What to work on:
Print the listing below in its entirety, character for character.

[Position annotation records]
* * * * *
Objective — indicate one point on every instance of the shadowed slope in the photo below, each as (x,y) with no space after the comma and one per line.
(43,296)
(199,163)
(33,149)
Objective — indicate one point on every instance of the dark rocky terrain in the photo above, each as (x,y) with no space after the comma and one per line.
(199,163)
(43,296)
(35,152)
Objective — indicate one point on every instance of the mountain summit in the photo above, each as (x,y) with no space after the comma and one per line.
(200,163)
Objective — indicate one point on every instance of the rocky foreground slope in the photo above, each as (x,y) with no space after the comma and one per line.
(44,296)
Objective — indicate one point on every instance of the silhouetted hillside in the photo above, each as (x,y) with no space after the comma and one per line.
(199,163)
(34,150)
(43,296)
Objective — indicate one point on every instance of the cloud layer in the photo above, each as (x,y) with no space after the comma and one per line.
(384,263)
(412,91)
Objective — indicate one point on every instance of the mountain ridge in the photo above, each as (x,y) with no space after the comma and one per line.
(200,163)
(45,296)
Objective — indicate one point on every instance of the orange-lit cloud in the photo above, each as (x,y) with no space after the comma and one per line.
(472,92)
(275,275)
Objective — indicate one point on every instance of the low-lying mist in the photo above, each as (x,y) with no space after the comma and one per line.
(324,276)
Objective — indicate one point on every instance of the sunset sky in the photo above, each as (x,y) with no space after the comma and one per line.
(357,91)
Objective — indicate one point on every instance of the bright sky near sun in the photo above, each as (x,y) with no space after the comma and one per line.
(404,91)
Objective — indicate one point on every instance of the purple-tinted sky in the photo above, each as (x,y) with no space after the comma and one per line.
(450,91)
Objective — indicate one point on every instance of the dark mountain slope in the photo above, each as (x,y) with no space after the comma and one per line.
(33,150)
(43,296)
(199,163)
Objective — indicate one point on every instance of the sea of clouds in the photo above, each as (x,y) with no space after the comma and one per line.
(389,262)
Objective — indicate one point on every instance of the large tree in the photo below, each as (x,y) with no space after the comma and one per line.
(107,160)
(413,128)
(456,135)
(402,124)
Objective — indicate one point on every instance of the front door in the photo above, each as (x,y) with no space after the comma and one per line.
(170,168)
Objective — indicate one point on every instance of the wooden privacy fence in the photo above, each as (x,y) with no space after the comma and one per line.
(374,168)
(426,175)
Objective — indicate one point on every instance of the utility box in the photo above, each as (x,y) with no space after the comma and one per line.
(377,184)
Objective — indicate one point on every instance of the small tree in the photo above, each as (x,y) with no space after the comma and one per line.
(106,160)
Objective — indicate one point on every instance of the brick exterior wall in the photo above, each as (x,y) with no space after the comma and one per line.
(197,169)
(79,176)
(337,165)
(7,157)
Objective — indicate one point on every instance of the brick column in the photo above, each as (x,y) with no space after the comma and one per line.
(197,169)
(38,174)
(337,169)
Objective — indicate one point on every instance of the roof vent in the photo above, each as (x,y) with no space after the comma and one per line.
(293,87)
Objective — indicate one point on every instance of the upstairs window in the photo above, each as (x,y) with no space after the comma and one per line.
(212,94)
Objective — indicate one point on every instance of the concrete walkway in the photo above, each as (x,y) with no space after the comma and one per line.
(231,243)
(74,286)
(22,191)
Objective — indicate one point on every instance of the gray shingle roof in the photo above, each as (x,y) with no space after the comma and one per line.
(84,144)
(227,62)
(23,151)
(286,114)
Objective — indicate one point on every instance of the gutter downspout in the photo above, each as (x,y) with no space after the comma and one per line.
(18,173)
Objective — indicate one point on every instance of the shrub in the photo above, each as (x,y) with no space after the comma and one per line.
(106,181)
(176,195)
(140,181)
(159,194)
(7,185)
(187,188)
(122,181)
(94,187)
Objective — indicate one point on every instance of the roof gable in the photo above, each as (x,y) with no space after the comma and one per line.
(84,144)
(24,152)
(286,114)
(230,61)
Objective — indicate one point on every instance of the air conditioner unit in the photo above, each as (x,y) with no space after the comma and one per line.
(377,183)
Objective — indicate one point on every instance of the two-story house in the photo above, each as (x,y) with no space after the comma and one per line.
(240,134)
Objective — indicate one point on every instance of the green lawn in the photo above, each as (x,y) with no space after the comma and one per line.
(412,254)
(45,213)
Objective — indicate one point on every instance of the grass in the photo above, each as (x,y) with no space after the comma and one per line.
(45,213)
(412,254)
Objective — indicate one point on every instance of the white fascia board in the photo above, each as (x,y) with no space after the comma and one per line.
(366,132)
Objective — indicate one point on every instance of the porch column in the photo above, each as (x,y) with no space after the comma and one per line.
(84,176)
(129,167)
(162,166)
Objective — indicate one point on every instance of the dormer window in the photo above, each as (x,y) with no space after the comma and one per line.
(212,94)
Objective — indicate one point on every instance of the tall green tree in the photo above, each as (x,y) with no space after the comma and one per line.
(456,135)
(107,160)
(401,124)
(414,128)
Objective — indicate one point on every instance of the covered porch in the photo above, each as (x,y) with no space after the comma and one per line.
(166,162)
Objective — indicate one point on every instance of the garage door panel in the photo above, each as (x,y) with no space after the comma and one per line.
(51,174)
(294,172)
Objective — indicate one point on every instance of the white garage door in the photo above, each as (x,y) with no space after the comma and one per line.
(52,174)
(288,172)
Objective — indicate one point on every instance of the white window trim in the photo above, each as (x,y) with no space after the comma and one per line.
* * * * *
Reply to the task:
Objective — indicate one point on every instance of the shadowed slope in the photo below, each as (x,y) with no space after the comma and one per line.
(43,296)
(199,163)
(33,149)
Objective — indicate one point on every instance of the dark rocky terrain in the photo above, each as (x,y) with no space after the comma and one per line.
(199,163)
(43,296)
(35,152)
Objective — indicate one point on every instance of the mountain summit in the photo above, each as (x,y) with no space after the comma and one per line.
(200,163)
Objective — indicate one point on every instance of the rocky foreground slope in the photo above, each as (x,y) with no space after the comma and one per line.
(44,296)
Objective — indicate one point on every instance of the silhouetted hillside in the photo above, each as (x,y) with no space after the comma and one per line.
(199,163)
(34,150)
(43,296)
Objective — indicate one point on every instance of the cloud layer in the photo above, each as (x,y) with no space after the comma and one per line.
(384,263)
(412,91)
Objective — indicate one point on every instance of the mountain ridge in the photo above, each as (x,y) with no space after the comma and one per line.
(200,163)
(45,296)
Objective — indicate one point on every instance of the orange-lit cloud in the photo above, each as (x,y) with no space after the comma and one per line.
(472,92)
(275,275)
Objective — indicate one point on every instance of the low-lying mist in the photo above, each as (x,y) with no space after the comma and one per line.
(324,276)
Objective — indicate one point on every instance of the sunset sky in the photo above, each as (x,y) with no space after the comma and one per line.
(357,91)
Objective — indicate one point on every instance of the bright sky near sun in the photo above, each as (x,y) with no space after the comma and one per line.
(404,91)
Objective — indicate one point on every instance of the purple-tinted sky in the photo above, each as (x,y) with no space after the comma and one per line.
(450,91)
Objective — indicate one point on every instance of the dark mountain slope in the photo above, each as (x,y) with no space after the comma and one per line.
(33,150)
(43,296)
(199,163)
Objective — indicate one point on every instance of the sea of clouds in the photo above, each as (x,y) with no space after the comma and one per line.
(389,262)
Objective — indicate one point on every instance of the large tree in the photo below, each as (x,y) with no space after the comma and one per line.
(107,160)
(413,128)
(456,135)
(402,124)
Objective — indicate one point on every instance of the front door in the photo above, each as (x,y) with no space after the comma and one per line.
(170,168)
Objective — indicate one point on every instance of the wooden privacy fence in the photo above, each as (x,y) with no space after the comma and one per line.
(374,168)
(426,175)
Objective — indicate one point on every instance of the utility box in the photo above, each as (x,y) with no space after the comma and one per line.
(377,184)
Objective — indicate one point on every instance of the small tree in the photo above, each as (x,y) with no space after the comma and one per line.
(106,160)
Objective — indicate one point on every instance of the brick exterior wall in the photo above, each as (x,y) with no space after the comma and one per line.
(197,169)
(79,176)
(337,165)
(7,157)
Objective — indicate one point on every instance of the brick column in the photo above, each as (x,y) with no space after the comma and one per line.
(197,169)
(38,174)
(337,169)
Objective — indicate one point on every instance of the roof vent in the photo above, each as (x,y) with no space after the comma and one per line.
(293,87)
Objective — indicate one point on every instance of the upstairs window in the photo above, each as (x,y) with no space after the comma and one per line.
(212,94)
Objective — indicate one point on every instance of the concrete walkway in the photo above, each as (x,y) with no space after the comma and one per line.
(231,243)
(74,286)
(22,191)
Objective — indicate one point on every instance of the gray shingle roof in the photo above, each as (x,y) with no space after the comma and one per line.
(84,144)
(227,62)
(23,151)
(286,114)
Objective — indicate one point on every instance of the gutter downspout in the photo above, each as (x,y) with no space after the comma and one per line.
(18,173)
Objective — indicate one point on every instance of the shrub in the photo above, each as (x,y) with no space after the comma and one per line.
(106,181)
(176,195)
(140,181)
(159,194)
(7,185)
(187,188)
(122,181)
(94,187)
Objective — indicate one point on every instance of the roof gable in the photo above, each as (x,y) with no space after the comma and one per line.
(84,144)
(24,152)
(286,114)
(230,61)
Objective — indicate one point on every instance of the air conditioner unit in the photo above, each as (x,y) with no space after the comma and one per line.
(377,183)
Objective — indicate one point on every instance of the two-story house in the photo above, each as (x,y) with no space after the comma and one per line.
(240,134)
Objective — indicate one point on every instance of the green lawn in the photo above, each as (x,y) with no space after the comma and one per line.
(412,254)
(45,213)
Objective — indicate one point on every instance of the grass in the photo above, each as (x,y) with no space after the comma and one per line.
(45,213)
(412,254)
Objective — indicate one point on every instance of the white fascia board in the photo above, each as (x,y) with no space after the comma and one per line.
(366,132)
Objective — indicate one point on every instance of the porch column in the photo above, each as (x,y) with no space after the comma and one per line.
(84,176)
(129,167)
(162,166)
Objective — indicate one point on every instance of the dormer window in the photo above, each as (x,y) with no space after the comma and one per line.
(212,94)
Objective — indicate one point on every instance of the tall green tree in the photo above, each as (x,y) with no space after the comma and one per line.
(456,135)
(107,160)
(401,124)
(414,128)
Objective — indicate one point on every instance of the covered porch in the photo above, each as (x,y) with no space after the comma and one per line.
(166,162)
Objective — indicate one point on every instance of the garage door panel in the photo above, each as (x,y) with no space after the comma and one per line.
(51,174)
(294,172)
Objective — indicate one point on every instance of the white garage door in the photo above, each as (x,y) with no space after the comma and one per line.
(52,174)
(288,172)
Objective — indicate one point on every instance of the white window trim in the photo above, each as (x,y) with no space after the comma and one per line.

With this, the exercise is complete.